--- start of Excerpt to read ---

Emerging growth company
¨
If
an emerging growth company, indicate by check mark if the registrant has elected not to use the extended transition period for
complying with any new or revised financial accounting standards provided pursuant to Section 13(a) of the Exchange Act. o
Item 1.01 |
Entry into a Material Definitive Agreement. |
On September 19, 2025, Applied Optoelectronics,
Inc. (the “Company”) entered into a Lease Agreement (the “Lease”) with Coleman Logistics Assets LLC (the “Landlord”),
pursuant to which the Company will lease approximately 209,665 square feet of space (the “Leased Premises”) located at 1111
Gillingham Lane, Sugar Land, Texas 77478 (the “Building”). The Leased Premises will be used by the Company primarily for manufacturing
and related operations.
The Lease has a term of 126 months (the “Term”),
commencing on the earlier of (i) the date the Company commences manufacturing operations within the Leased Premises, (ii) the date on
which the leasehold improvements are substantially completed, or (iii) March 31, 2026 (the “Commencement Date”), and expiring
approximately 126 months thereafter, unless earlier terminated in accordance with the Lease. The Landlord has agreed to provide a construction
allowance toward the cost of leasehold improvements in an amount equal to the lesser of (i) the actual aggregate cost of such improvements
or (ii) $1,886,985.

--- end of Excerpt to read ---
--- start of Provided data ---

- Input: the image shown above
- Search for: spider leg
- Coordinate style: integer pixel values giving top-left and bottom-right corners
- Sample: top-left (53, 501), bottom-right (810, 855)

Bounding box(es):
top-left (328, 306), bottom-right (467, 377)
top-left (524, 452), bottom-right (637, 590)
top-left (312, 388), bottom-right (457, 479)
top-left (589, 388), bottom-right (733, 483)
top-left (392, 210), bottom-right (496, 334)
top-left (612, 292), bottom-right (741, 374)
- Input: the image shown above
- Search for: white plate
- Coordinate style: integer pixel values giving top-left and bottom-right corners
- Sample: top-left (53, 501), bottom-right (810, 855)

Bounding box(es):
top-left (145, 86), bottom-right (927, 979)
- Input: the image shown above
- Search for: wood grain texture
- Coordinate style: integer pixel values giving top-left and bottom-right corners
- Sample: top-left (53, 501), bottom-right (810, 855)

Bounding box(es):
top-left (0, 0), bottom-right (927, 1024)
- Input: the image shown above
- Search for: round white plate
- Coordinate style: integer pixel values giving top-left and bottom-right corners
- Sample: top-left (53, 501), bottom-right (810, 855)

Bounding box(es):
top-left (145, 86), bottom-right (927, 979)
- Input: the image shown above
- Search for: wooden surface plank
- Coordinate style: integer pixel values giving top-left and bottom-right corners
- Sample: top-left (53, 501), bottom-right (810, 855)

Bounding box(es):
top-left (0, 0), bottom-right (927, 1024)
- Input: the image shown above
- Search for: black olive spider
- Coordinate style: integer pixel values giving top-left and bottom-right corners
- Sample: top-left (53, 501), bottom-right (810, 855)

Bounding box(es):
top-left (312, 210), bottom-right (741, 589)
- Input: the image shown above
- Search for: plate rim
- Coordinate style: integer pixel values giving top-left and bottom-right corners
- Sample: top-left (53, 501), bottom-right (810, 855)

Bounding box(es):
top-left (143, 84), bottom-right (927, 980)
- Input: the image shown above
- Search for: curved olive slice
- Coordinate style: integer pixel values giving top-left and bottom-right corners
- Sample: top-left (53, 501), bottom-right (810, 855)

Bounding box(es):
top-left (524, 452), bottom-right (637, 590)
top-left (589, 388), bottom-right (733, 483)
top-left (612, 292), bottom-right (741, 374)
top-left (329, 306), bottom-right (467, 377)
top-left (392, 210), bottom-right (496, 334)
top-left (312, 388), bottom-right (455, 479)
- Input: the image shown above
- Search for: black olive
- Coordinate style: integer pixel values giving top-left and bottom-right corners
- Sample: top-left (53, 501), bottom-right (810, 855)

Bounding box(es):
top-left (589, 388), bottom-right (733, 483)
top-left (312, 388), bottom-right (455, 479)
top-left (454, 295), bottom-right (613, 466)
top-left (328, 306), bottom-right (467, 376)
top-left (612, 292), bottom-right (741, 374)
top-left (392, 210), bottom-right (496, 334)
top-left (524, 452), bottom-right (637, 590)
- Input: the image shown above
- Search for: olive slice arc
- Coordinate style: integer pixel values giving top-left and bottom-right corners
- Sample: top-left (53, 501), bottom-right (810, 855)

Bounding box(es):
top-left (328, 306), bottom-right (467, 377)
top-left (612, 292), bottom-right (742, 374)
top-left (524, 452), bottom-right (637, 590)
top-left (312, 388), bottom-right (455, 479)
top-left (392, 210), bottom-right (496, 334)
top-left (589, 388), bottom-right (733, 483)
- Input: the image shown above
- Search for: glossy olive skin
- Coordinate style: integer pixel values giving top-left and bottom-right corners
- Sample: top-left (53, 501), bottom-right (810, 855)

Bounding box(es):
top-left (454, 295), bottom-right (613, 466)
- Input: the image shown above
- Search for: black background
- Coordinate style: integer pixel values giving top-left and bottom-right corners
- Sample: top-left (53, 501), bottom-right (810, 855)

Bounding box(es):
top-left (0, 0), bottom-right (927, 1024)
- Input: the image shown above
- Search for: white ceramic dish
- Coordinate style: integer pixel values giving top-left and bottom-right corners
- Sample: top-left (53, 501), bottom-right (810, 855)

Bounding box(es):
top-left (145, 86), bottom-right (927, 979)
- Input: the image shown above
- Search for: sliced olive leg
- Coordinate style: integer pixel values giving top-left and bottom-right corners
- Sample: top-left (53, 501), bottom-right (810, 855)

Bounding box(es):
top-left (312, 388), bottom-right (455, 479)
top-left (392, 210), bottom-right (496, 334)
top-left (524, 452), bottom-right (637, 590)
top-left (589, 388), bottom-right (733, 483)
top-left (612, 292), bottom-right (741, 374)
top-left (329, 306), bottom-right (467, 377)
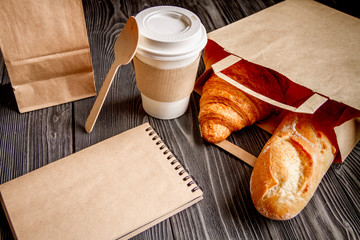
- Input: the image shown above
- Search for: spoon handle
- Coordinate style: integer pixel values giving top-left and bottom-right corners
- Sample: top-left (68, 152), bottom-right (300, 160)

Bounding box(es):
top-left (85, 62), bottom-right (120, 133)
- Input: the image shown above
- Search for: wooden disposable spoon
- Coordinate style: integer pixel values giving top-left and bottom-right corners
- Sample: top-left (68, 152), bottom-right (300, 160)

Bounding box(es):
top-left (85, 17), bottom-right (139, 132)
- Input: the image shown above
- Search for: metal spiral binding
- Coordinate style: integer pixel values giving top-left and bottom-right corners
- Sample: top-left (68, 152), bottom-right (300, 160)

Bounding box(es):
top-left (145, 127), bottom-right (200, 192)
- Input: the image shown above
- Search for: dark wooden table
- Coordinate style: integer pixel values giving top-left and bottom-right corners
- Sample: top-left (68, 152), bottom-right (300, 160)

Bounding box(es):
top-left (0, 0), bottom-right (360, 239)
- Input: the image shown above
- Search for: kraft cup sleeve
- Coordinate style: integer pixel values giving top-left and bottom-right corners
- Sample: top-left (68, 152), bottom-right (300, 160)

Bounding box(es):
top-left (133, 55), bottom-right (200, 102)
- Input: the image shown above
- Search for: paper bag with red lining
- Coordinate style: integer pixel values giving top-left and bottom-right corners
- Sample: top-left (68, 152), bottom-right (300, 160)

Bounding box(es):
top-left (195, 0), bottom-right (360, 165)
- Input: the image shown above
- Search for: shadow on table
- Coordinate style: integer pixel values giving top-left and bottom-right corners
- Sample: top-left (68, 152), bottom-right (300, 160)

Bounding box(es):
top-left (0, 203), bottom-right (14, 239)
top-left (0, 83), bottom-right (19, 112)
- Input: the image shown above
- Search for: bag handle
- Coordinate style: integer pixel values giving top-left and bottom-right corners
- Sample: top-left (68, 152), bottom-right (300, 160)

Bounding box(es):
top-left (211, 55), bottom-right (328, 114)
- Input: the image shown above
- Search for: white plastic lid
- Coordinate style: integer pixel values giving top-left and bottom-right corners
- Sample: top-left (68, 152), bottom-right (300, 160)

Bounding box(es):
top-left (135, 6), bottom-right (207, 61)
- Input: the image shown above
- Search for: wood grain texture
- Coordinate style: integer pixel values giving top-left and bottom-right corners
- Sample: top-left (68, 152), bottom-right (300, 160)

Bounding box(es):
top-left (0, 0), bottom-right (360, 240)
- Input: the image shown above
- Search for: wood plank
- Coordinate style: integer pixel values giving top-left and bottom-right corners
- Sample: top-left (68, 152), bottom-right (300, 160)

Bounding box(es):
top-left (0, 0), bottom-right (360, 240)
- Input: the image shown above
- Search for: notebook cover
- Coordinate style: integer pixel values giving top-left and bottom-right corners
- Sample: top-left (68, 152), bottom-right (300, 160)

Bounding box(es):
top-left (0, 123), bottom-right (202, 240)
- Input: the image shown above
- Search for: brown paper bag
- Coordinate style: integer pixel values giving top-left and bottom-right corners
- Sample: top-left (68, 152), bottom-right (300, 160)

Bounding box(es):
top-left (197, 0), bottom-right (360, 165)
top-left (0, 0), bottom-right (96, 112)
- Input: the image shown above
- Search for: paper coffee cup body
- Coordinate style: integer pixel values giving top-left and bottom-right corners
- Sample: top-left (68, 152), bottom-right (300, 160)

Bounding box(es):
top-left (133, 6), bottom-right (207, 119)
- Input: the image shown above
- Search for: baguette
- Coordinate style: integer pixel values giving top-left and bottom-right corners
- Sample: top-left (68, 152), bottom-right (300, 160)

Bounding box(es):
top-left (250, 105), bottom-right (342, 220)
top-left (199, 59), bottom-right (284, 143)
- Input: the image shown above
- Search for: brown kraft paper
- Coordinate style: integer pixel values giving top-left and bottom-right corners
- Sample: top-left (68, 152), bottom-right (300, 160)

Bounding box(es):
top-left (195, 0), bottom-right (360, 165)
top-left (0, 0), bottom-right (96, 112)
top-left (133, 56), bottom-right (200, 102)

--- end of Provided data ---

(What to work on):
1) In the lease text, how would you translate this sentence into Spanish: "The Leased Premises will be used by the Company primarily for manufacturing and related operations."
2) Answer these questions from the lease text:
(a) About how many square feet of space will the Company lease?
(b) How many months is the term of the Lease?
(c) What dollar amount is named as the upper limit of the Landlord's construction allowance?

(Task responses):
1) Las Instalaciones Arrendadas serán utilizadas por la Compañía principalmente para la fabricación y operaciones relacionadas.

2)
(a) Approximately 209,665 square feet.
(b) 126 months.
(c) $1,886,985.